[Source records]
--

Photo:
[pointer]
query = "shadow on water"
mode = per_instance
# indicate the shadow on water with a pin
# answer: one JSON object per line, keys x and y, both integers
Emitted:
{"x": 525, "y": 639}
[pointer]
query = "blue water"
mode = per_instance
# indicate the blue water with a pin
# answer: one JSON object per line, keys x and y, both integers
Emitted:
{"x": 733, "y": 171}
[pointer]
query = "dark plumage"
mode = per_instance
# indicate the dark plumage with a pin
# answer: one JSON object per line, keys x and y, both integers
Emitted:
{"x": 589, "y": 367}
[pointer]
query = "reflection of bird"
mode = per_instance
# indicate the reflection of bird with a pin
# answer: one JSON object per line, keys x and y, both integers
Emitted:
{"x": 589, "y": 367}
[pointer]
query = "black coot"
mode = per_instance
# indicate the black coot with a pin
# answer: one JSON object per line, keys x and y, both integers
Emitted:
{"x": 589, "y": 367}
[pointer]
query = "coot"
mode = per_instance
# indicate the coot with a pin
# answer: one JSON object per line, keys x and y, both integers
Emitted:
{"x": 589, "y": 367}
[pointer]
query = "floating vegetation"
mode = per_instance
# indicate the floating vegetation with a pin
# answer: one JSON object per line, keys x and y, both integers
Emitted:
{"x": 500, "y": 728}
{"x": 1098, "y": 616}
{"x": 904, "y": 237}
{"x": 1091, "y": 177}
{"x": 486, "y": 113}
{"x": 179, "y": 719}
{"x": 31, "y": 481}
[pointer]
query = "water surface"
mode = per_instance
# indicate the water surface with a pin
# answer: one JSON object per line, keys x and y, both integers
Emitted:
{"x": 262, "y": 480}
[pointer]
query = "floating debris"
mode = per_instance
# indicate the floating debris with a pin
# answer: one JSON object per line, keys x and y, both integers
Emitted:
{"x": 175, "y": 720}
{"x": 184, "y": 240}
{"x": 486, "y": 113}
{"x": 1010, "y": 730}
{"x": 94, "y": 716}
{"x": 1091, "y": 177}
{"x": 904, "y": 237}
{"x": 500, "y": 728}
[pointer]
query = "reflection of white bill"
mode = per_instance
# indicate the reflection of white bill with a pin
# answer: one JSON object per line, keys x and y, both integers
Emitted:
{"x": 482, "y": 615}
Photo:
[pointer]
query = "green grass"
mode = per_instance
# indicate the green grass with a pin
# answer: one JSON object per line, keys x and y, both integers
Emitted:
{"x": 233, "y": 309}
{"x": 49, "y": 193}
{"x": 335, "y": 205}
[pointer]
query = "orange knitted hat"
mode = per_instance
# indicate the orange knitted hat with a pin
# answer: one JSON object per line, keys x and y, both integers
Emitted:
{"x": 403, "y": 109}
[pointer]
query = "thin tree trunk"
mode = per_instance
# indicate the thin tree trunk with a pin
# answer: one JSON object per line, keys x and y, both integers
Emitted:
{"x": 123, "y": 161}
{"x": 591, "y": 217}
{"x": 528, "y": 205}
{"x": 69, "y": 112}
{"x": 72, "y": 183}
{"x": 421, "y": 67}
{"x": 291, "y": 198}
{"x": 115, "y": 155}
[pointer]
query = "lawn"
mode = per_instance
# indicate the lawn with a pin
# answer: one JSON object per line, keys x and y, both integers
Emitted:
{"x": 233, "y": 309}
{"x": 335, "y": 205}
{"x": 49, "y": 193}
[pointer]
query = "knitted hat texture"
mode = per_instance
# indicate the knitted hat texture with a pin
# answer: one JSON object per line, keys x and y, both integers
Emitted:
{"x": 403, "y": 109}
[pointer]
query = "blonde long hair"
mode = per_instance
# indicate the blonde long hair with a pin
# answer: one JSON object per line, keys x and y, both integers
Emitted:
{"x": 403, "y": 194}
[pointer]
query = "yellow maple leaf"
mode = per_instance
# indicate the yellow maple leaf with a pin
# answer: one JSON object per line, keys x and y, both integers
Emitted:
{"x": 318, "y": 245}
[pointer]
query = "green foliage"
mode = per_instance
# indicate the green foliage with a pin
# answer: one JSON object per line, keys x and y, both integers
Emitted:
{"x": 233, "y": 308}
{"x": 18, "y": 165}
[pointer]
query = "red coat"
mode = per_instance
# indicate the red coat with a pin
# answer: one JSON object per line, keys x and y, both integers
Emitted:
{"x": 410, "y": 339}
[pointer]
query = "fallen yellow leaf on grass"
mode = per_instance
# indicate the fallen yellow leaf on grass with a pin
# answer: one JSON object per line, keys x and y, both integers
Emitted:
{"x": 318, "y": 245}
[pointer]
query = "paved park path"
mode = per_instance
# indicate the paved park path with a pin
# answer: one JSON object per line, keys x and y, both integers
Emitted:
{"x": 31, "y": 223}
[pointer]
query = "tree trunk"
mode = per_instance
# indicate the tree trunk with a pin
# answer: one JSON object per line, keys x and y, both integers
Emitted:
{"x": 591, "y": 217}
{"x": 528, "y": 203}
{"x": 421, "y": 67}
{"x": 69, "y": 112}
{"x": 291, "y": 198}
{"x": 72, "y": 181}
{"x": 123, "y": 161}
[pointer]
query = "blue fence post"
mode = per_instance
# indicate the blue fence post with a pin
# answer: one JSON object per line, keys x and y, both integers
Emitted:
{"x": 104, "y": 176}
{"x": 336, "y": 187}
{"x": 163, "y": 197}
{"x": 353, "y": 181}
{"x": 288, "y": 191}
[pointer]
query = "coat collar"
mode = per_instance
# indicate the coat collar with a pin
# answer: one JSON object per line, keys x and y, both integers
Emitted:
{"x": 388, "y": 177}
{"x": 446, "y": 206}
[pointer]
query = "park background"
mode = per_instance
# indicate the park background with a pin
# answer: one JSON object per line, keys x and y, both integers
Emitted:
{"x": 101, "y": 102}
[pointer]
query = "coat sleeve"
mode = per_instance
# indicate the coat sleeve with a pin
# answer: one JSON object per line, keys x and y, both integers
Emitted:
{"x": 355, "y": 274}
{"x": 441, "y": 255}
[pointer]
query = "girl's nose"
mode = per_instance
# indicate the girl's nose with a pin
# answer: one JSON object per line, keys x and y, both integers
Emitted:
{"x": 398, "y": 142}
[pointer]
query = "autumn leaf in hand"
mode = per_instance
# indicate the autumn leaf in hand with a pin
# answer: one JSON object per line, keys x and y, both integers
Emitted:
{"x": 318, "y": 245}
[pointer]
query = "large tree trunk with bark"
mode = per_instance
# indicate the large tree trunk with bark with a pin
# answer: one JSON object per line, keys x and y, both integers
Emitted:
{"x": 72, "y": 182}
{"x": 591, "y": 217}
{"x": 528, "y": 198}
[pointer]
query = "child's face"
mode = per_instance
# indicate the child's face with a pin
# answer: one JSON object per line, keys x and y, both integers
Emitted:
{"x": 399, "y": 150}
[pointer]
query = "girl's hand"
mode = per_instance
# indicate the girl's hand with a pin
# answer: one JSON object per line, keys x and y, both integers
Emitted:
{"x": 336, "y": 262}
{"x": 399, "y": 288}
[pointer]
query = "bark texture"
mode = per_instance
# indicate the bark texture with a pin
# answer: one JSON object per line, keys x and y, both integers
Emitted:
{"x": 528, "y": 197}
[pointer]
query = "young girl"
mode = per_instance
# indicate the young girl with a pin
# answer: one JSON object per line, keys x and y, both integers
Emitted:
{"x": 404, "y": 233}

--

What to work on: List every line in the data above that contains the string "leaf", treating uppercase and lowercase as different.

The completed task:
query = "yellow maple leaf"
# indicate the yellow maple leaf with a pin
query = "fallen yellow leaf on grass"
# indicate the fallen yellow leaf on grass with a pin
query = "autumn leaf in hand"
# indicate the autumn leaf in hand with a pin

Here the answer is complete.